[Your objective] Add 9 to every coordinate value in the part of the data below that opens with the line containing "As a warehouse robot's perception module, locate man's curly" and runs through the end of the data. Write out every line of that part, changing nothing else.

[Extracted information]
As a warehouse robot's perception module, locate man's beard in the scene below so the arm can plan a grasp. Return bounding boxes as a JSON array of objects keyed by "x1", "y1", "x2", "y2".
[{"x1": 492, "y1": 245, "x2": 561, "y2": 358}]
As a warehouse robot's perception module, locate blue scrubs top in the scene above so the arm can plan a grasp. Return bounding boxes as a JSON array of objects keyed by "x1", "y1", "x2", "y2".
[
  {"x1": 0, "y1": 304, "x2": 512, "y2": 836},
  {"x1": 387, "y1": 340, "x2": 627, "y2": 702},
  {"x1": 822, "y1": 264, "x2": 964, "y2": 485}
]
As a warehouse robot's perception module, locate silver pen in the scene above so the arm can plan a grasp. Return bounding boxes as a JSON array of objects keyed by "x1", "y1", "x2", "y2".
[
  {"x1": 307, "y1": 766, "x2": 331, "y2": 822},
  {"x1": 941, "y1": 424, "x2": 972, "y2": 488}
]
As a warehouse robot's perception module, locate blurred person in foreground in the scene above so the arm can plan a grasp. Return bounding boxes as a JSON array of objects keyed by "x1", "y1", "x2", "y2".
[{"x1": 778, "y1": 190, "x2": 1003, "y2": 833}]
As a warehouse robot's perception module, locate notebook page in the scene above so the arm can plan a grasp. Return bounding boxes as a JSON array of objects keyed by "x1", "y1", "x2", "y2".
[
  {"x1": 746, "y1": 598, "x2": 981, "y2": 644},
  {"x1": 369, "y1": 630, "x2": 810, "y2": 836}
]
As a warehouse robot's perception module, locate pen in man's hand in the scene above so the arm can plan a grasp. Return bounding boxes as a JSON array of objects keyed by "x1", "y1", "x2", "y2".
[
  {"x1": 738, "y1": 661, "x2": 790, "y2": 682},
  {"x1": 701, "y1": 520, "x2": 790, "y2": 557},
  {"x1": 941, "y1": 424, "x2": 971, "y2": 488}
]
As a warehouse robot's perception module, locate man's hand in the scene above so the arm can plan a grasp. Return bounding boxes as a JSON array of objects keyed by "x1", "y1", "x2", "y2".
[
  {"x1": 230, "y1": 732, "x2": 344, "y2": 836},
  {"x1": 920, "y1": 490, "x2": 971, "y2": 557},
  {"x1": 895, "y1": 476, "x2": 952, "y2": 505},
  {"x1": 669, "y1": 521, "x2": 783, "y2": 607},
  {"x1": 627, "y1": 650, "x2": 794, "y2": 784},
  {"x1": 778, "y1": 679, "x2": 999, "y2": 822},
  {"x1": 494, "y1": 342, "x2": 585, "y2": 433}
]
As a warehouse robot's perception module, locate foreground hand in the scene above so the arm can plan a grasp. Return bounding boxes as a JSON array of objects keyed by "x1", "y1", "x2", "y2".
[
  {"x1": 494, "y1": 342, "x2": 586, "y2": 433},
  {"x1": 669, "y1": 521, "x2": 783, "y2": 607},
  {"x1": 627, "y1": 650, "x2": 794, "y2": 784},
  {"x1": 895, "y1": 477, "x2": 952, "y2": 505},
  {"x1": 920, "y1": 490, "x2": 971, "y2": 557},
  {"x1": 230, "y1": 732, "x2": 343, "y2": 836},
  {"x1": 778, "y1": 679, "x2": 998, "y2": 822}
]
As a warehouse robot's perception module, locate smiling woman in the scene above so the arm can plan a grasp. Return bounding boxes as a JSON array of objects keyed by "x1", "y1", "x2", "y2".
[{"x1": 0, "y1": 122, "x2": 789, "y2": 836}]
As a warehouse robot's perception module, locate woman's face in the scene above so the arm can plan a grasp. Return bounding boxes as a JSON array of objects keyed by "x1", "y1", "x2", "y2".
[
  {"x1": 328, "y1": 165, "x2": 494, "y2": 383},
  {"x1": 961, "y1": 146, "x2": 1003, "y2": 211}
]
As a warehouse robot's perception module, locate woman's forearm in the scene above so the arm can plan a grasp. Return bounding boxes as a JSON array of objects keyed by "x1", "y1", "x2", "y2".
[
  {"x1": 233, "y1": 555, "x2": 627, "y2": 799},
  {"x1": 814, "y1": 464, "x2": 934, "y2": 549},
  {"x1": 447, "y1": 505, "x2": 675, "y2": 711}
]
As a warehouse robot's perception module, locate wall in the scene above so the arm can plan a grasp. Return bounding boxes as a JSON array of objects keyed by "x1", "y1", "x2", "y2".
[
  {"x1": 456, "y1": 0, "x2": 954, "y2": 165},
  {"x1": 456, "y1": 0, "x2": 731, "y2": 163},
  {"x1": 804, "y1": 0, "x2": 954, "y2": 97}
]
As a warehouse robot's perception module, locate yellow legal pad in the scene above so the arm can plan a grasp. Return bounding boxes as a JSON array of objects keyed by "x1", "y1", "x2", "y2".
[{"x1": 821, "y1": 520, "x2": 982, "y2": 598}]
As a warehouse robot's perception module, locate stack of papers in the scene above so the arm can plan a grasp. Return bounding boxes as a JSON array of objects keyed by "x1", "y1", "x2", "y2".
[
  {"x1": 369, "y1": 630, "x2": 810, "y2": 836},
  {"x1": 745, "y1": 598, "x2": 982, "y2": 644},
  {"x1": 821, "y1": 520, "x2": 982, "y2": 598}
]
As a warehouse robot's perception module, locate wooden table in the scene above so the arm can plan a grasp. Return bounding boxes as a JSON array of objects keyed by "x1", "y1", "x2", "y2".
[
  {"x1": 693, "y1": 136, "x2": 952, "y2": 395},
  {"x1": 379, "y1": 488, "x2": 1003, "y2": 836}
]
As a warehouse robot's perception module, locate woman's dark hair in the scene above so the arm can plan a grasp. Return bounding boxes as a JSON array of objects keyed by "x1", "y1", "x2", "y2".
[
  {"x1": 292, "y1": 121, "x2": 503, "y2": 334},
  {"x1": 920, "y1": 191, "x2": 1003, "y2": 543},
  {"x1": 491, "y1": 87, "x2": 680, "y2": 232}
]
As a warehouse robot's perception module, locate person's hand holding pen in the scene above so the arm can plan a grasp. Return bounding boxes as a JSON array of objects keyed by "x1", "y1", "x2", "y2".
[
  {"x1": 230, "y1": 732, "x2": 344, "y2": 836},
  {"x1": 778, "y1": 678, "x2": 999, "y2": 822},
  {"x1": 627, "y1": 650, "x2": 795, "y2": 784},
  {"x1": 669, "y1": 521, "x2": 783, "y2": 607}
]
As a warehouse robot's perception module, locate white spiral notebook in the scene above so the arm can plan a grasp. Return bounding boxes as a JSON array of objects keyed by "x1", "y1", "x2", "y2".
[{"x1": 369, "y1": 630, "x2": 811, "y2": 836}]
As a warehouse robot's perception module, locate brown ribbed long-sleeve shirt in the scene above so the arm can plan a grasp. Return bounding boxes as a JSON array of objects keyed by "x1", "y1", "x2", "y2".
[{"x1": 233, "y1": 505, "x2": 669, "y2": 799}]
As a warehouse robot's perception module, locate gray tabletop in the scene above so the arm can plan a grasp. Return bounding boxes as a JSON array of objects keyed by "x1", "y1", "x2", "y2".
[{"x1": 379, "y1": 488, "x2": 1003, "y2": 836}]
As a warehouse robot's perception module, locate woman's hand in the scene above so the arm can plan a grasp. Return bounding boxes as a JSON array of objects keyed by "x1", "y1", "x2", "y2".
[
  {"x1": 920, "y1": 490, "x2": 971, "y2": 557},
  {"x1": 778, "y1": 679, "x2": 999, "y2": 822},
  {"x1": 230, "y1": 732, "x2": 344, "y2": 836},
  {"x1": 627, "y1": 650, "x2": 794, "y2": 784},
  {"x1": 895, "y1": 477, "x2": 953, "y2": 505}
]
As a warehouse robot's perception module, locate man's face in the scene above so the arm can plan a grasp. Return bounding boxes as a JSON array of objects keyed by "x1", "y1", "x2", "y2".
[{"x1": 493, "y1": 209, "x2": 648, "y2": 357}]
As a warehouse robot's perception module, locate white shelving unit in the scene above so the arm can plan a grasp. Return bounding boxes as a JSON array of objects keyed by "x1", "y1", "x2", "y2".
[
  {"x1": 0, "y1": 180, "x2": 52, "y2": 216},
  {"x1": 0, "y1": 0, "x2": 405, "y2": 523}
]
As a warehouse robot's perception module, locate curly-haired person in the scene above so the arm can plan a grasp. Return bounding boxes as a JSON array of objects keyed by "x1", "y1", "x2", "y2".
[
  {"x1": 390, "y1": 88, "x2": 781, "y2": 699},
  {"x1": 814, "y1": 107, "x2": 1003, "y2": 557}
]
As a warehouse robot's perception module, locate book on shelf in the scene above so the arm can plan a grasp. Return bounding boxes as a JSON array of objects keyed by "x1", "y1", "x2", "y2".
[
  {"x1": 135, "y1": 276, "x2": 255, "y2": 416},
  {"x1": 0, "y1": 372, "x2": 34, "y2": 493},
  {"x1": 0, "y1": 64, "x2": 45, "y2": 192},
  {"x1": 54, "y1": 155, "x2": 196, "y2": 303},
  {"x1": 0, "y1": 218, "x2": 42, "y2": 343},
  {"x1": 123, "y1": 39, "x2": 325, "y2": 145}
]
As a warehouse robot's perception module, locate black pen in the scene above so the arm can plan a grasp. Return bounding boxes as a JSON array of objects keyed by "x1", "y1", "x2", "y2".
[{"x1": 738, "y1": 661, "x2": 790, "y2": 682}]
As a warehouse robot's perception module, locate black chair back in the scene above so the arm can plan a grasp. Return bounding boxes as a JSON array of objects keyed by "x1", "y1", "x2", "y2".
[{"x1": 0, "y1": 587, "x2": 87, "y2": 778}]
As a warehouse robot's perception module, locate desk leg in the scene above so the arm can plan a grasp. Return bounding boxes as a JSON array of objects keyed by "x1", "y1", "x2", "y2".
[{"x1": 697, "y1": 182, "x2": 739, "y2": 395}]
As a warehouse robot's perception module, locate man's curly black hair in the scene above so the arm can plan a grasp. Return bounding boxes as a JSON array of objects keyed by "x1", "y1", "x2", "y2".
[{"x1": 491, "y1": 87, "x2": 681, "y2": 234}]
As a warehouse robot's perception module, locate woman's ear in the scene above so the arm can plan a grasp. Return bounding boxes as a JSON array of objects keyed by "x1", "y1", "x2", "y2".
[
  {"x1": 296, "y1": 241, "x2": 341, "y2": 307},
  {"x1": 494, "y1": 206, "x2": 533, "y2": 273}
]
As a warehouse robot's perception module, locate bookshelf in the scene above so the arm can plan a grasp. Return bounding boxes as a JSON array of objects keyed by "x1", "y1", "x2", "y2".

[Solved exercise]
As a warehouse robot's perception module, locate man's curly black hair in the scene above so the arm can plan a grasp. Return bounding boxes as a JSON array of objects keyed by "x1", "y1", "x2", "y2".
[{"x1": 500, "y1": 96, "x2": 690, "y2": 243}]
As a warehouse robot's perception module, locate woman's ear in the scene above so the arm can plan a grasp. Return bounding boxes as a JSON array of objects keyed by "x1", "y1", "x2", "y2".
[
  {"x1": 305, "y1": 250, "x2": 350, "y2": 316},
  {"x1": 503, "y1": 215, "x2": 542, "y2": 282}
]
As a warehouse robot's perception module, locate bookshelf in the scene above so the arm can plan a grasp. Return bounding boxes as a JSON array of objects keyed by "x1", "y1", "x2", "y2".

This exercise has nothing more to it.